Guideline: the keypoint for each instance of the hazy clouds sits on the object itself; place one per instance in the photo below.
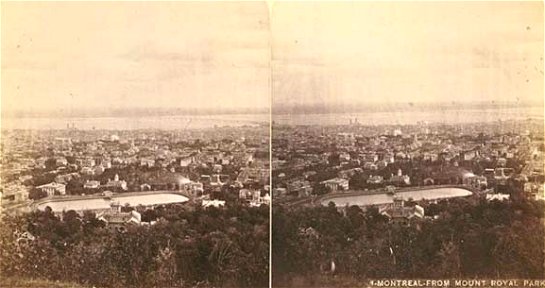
(140, 54)
(411, 52)
(68, 56)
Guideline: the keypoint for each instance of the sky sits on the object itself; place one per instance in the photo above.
(60, 56)
(383, 53)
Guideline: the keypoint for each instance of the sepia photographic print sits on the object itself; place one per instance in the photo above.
(272, 144)
(407, 144)
(135, 144)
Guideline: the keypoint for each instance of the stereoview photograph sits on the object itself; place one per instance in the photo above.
(407, 144)
(135, 144)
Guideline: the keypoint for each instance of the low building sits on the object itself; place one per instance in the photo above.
(397, 212)
(93, 184)
(116, 183)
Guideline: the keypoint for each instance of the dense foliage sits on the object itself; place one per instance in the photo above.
(204, 248)
(469, 238)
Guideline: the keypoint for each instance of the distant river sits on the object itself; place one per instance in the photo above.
(449, 116)
(416, 195)
(135, 123)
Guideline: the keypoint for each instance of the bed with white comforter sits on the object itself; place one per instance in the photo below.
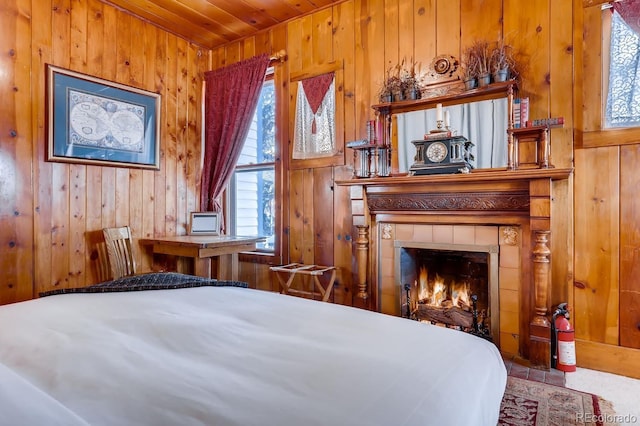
(236, 356)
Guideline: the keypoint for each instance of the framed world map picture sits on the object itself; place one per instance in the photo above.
(94, 121)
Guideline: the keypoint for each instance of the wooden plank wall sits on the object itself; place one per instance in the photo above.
(607, 230)
(368, 37)
(51, 214)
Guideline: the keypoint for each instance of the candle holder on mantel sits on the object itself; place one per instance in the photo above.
(439, 127)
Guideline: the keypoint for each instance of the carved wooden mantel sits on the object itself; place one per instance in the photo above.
(519, 197)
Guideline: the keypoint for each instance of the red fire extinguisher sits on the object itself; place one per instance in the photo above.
(564, 354)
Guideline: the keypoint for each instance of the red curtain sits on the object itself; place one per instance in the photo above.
(629, 11)
(231, 96)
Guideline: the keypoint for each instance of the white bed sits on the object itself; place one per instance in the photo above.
(236, 356)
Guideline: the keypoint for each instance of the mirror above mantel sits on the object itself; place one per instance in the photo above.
(484, 123)
(481, 115)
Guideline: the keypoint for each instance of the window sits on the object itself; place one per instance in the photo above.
(623, 97)
(252, 186)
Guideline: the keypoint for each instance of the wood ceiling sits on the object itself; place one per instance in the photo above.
(212, 23)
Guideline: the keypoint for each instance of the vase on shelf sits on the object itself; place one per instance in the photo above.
(484, 79)
(470, 83)
(501, 75)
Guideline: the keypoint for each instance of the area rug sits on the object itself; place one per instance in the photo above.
(526, 402)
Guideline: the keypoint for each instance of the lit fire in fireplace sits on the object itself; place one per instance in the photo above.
(440, 294)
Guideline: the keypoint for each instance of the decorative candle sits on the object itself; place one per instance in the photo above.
(439, 112)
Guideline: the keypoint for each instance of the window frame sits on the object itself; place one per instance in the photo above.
(590, 104)
(264, 256)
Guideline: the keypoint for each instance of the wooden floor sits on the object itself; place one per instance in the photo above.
(517, 367)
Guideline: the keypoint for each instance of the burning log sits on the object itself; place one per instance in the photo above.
(450, 315)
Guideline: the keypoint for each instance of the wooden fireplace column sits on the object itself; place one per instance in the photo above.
(521, 196)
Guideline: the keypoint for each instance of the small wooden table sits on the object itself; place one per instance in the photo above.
(314, 270)
(202, 248)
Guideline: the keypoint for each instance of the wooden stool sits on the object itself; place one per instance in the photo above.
(314, 270)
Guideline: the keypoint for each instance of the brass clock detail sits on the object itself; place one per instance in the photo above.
(436, 152)
(442, 154)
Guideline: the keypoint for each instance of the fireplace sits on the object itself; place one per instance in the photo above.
(453, 285)
(480, 208)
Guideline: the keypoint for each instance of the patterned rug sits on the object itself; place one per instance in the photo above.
(526, 402)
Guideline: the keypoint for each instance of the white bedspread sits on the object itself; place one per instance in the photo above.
(233, 356)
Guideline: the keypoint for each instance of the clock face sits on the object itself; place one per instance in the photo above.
(436, 152)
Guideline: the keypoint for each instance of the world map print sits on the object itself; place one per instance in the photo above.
(97, 121)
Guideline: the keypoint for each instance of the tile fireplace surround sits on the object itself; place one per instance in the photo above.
(507, 238)
(509, 208)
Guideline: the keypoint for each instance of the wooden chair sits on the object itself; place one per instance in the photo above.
(120, 251)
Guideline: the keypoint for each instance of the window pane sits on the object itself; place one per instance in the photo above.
(259, 146)
(623, 99)
(254, 206)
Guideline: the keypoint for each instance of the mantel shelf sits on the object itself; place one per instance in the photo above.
(461, 178)
(492, 91)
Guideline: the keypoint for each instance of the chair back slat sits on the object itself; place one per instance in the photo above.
(120, 251)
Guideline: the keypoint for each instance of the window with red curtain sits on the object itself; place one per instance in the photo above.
(231, 96)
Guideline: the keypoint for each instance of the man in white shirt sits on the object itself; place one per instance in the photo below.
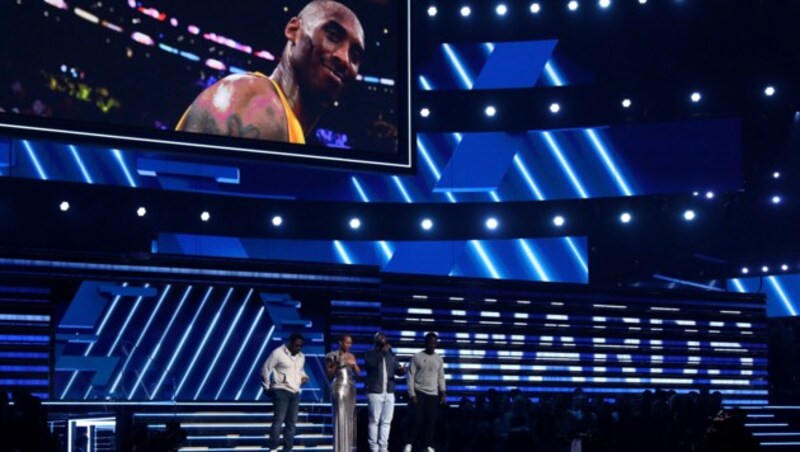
(281, 376)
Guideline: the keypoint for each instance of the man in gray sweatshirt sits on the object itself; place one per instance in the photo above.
(426, 388)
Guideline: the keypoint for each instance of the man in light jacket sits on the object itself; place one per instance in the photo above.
(281, 376)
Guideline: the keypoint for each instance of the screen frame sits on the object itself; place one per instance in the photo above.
(187, 144)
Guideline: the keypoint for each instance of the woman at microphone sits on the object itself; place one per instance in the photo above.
(341, 366)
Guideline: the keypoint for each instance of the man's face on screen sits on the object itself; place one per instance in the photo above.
(329, 50)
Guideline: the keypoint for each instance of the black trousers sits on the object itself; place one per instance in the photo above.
(426, 411)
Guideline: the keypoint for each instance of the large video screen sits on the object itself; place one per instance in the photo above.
(319, 81)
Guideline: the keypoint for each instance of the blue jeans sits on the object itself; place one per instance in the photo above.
(381, 411)
(285, 404)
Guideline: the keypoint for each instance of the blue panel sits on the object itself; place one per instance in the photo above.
(515, 64)
(154, 167)
(430, 258)
(479, 163)
(86, 307)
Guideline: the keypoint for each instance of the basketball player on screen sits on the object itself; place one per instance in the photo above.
(325, 44)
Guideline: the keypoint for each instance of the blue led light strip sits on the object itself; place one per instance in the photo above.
(178, 349)
(222, 346)
(202, 345)
(152, 356)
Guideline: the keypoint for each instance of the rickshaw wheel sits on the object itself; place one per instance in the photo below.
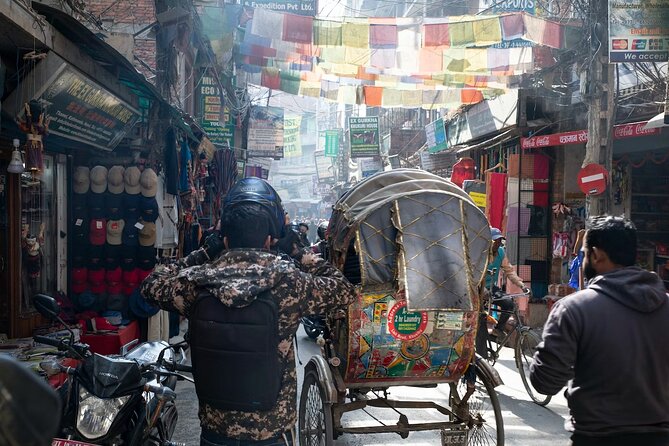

WHAT THE TASK REQUIRES ▸ Transcribe each of the records above precisely, with no pictures in the copy.

EXERCISE SOLUTION ▸
Guideline: the keypoint for each instance of the hazy clouds sits on the object itself; place one per instance in the photo below.
(140, 54)
(411, 52)
(68, 56)
Guideline: the keypoint for each instance of the sky sits on the object itself; place one per instance in the photo above.
(60, 56)
(383, 53)
Guideline: the keypoint for each instance of the sepia photographic print sits on the object itself; place one per instance in the photo above.
(272, 144)
(407, 144)
(135, 144)
Guideline: the keypoint for each instance of the stereoview photograph sits on the object itself; place one per instance in the photo above.
(407, 144)
(135, 144)
Guideline: the keypoint for each instance of the low building sits on the object itself; place one per instance in the photo above.
(397, 212)
(93, 184)
(116, 183)
Guideline: the keypoint for each instance of the dense foliage sits on the object itself; place one per instance in the photo above.
(204, 248)
(469, 238)
Guideline: the keypoint for each instance of the distant river sits on the object itself; place one per instance in the photo above.
(449, 116)
(416, 195)
(135, 123)
Guideline: the keypoint for each instance of the bed with white comforter sits on the object itself; place one per instance in the photo below.
(236, 356)
Guideline: the keypoint for each instance of the framed world map picture sits on the object itself; place one per instance in the photo above.
(94, 121)
Guideline: the keypoint for each instance of the wooden plank wall sits on the object itself; place one per instance in the photo above.
(607, 230)
(368, 37)
(51, 214)
Guideline: the keypoint for each instance of the candle holder on mantel sits on the object itself; place one per instance in the photo above.
(439, 127)
Guideline: the keypoint for each instance of the carved wooden mantel sits on the object itself; place one per instance in the photo above.
(519, 197)
Guideline: the keypoint for each instance of the red fire extinguisher sits on the object itself; place one per instance in the photo above.
(564, 354)
Guideline: the keypoint for each instance of the red curtain sits on the object itself; place one per instance in the photo above.
(629, 11)
(231, 96)
Guideline: the keypoint for each instance of the white bed sits on the object itself; place one per instance in the photo above.
(236, 356)
Guideline: the keypoint for each instance of the mirror above mantel sits on the object itself; place one per instance in the photo above.
(484, 123)
(481, 115)
Guideline: the keypoint for each instance of the window sits on the object itself; place one per instance in the photo above.
(623, 97)
(252, 186)
Guideline: the keypoint for each instance of the wood ceiling sits on the object itself; place one per instance in the photo above.
(212, 23)
Guideline: the keypoint for each instance of the vase on shelf sits on the object itself; place one per instance in the photo above.
(484, 79)
(470, 83)
(501, 75)
Guideline: the keypoint for each instance of the area rug sits on the object itself; place one per instance in the photo above.
(526, 402)
Guideline: the keypoint for each instance of the lit fire in fireplace sits on the object itself; place one per instance in the photo above.
(440, 294)
Guideline: the keypoint for each instance of the decorative candle sits on the object itself; place one per instance in the photo above.
(439, 112)
Guideline: the keypoint for each instance of the window frame sits on the object itself; place one per instance in the photo above.
(590, 104)
(264, 256)
Guideline: the keypoint for each instance of the wooden floor sits on the object itself; place one per instance in the photo above.
(517, 367)
Guideline: the keypoint for each instance of the burning log sits on the object itself; place one per instance in the photo above.
(450, 315)
Guideline: the keypoint for each instance of the wooden fireplace column sits on the object itself; place one per instance in the photo above.
(521, 196)
Guideline: the keypoint for each instance of the small wooden table sits on the object itself; place one per instance in the photo above.
(314, 270)
(202, 248)
Guideline: the keypoint for each instance of the wooden stool sits on the object itself; place one per instance in the photo above.
(314, 270)
Guideline: the keypoint for each instance of the brass clock detail sits on the object itself; place one per instance in the photo above.
(436, 152)
(442, 154)
Guideline: the keypoint for each instance of the fireplace sits on the object itself; place one per instance in the photo above.
(453, 285)
(480, 208)
Guideline: the keypoint for each instance of the patterned rug sits on the object itself; place one per instance in the photo above.
(526, 402)
Guideline: the keypoint for each instance of the white bedspread sits on the object itself; place one per instance in the photo above.
(233, 356)
Guideline: the keypoint for each instance of the clock face sits on the object itself; place one per instance in the photo above.
(436, 152)
Guideline: the keypoint for each instance of the world map print sits on the object itself; place one per instance in the photo above.
(97, 121)
Guideline: the keypoint for each instance of the tile fireplace surround sits on the object itself; place one per instance in the photo above.
(507, 238)
(509, 208)
Guideline: the keypoint for each instance of the wooden chair sits on the object itself; place one per instance in the photo above.
(120, 251)
Guideline: the keypoint for each instance of the window pane sits on the object itself; place one per instance in the photo above.
(259, 146)
(623, 99)
(254, 206)
Guideline: the keypoint for each instance of the mantel shelf sits on the object itself; place one per instance in the photo above.
(461, 178)
(492, 91)
Guideline: the keypoint for each instance of the chair back slat sits on the object itself; place one per instance in the photo above.
(120, 251)
Guideline: the keypoint for each instance of the window with red curtain sits on the object itself; place one per instance in the photo above.
(231, 96)
Guideline: the keypoint for each instance of the man in white shirt sits on the object itself; place one per instance in the photo below.
(281, 376)
Guideline: the keypoint for each instance of the man in gray sweatshirt sits on the object itself; place one per instance in the photo above.
(426, 388)
Guideline: the keypoint for each instance of the man in light jacket sits on the object itself; place one per instance in the photo above.
(281, 376)
Guideline: the keypoint for each instance of the screen frame sits on the object itself; place one per instance in the photo above.
(187, 144)
Guideline: the keypoint for each instance of the woman at microphone sits on the object itself; place one per instance in the photo above.
(341, 366)
Guideline: the keypoint for each instance of the man's face on screen sits on the object itself; place one per instance in the photo above.
(329, 50)
Guideline: the keypoint for each instance of the black trousers sits on the object itself; place one per instance in the photo above.
(426, 411)
Guideline: the keypoint for each instance of the large video screen sits on the object itself; place one per instance in the photo above.
(319, 81)
Guideline: the keypoint for each instance of the blue jeans sits on the object itself; place one per instance in the photo above.
(381, 411)
(285, 404)
Guideline: the keypoint for each instance of the blue panel sits on the object itself; place one per instance in the photo above.
(515, 64)
(154, 167)
(430, 258)
(479, 163)
(86, 307)
Guideline: the keypoint for each instance of the basketball player on screen sits on the object itself; place one per instance in the photo above.
(325, 44)
Guideline: the keypoint for each instance of the blue led light strip sits on the object itself; place one per instance in the photo above.
(178, 349)
(222, 346)
(202, 345)
(152, 356)
Guideline: the keypoint for each instance of the rickshaw wheel sits on the object itself; place one per instance in the photo below.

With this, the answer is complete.